● **PROBLEM REQUIREMENTS**
Locate each line in the listing below that contains the string "snow" and copy it in full. Letter case counts when matching.

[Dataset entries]
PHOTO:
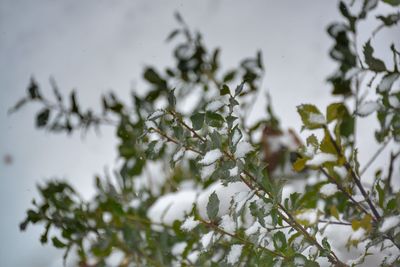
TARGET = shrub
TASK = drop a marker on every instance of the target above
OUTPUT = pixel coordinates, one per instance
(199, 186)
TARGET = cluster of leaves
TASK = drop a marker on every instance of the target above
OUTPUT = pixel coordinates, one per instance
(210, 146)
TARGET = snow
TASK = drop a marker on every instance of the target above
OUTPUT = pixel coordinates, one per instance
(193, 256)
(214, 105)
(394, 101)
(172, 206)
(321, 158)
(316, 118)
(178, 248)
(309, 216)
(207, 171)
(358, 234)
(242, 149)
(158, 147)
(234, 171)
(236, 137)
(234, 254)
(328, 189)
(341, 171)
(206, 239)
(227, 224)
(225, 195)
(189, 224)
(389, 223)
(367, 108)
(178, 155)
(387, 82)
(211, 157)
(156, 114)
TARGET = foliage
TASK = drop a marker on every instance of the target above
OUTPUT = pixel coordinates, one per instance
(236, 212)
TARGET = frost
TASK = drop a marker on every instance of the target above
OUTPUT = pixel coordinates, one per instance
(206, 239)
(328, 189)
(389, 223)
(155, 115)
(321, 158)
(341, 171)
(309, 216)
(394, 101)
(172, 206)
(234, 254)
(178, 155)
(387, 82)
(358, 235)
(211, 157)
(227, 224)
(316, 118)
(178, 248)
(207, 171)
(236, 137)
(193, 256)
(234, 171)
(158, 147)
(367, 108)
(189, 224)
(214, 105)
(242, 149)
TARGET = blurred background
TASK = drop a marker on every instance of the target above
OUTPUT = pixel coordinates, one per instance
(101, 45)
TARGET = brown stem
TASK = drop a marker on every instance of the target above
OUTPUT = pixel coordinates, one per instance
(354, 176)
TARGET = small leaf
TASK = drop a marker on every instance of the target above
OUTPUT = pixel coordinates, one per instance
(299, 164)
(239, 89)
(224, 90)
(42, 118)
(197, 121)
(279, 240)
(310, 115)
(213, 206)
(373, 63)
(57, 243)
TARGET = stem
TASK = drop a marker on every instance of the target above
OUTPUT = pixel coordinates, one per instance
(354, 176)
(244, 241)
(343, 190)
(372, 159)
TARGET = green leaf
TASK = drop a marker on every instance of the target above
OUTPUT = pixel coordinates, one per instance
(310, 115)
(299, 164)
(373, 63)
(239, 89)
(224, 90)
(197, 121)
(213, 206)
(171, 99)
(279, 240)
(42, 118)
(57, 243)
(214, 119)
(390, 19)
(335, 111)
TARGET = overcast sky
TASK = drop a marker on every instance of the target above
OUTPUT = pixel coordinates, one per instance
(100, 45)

--

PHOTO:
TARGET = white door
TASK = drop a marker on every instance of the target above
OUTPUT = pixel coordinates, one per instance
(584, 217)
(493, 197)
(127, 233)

* * *

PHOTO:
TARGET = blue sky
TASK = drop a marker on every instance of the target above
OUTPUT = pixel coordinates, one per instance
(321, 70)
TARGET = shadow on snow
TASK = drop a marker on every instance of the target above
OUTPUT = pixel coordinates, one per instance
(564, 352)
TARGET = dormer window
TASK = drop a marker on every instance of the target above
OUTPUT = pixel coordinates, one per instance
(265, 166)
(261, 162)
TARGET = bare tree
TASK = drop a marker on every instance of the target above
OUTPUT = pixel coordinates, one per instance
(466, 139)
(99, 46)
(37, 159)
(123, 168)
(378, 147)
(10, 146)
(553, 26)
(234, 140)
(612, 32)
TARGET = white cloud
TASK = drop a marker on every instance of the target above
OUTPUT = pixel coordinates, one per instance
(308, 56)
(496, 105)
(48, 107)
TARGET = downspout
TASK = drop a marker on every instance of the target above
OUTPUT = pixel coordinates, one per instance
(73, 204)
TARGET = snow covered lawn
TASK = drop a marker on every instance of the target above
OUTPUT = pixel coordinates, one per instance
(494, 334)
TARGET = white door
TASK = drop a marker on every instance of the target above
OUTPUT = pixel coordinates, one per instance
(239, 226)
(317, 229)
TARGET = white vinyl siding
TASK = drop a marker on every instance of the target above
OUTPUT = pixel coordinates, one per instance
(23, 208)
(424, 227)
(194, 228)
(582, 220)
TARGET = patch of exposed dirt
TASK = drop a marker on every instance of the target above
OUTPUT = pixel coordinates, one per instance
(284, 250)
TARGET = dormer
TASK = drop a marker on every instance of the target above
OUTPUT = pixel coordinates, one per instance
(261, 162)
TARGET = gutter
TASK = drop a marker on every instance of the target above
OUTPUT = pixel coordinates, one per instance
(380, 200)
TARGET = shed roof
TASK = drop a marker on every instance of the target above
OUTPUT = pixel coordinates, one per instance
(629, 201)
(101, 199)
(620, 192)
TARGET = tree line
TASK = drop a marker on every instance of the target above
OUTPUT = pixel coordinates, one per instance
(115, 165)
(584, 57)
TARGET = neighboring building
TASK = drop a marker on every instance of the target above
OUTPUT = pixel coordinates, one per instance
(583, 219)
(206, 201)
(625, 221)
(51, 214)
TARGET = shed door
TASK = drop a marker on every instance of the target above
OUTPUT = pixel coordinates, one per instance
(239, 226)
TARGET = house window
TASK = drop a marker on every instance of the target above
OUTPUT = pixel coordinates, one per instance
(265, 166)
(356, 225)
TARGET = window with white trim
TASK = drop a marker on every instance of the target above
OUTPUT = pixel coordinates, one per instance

● **REPLY**
TARGET = snow
TARGET = shadow on snow
TARGET = snow covered lawn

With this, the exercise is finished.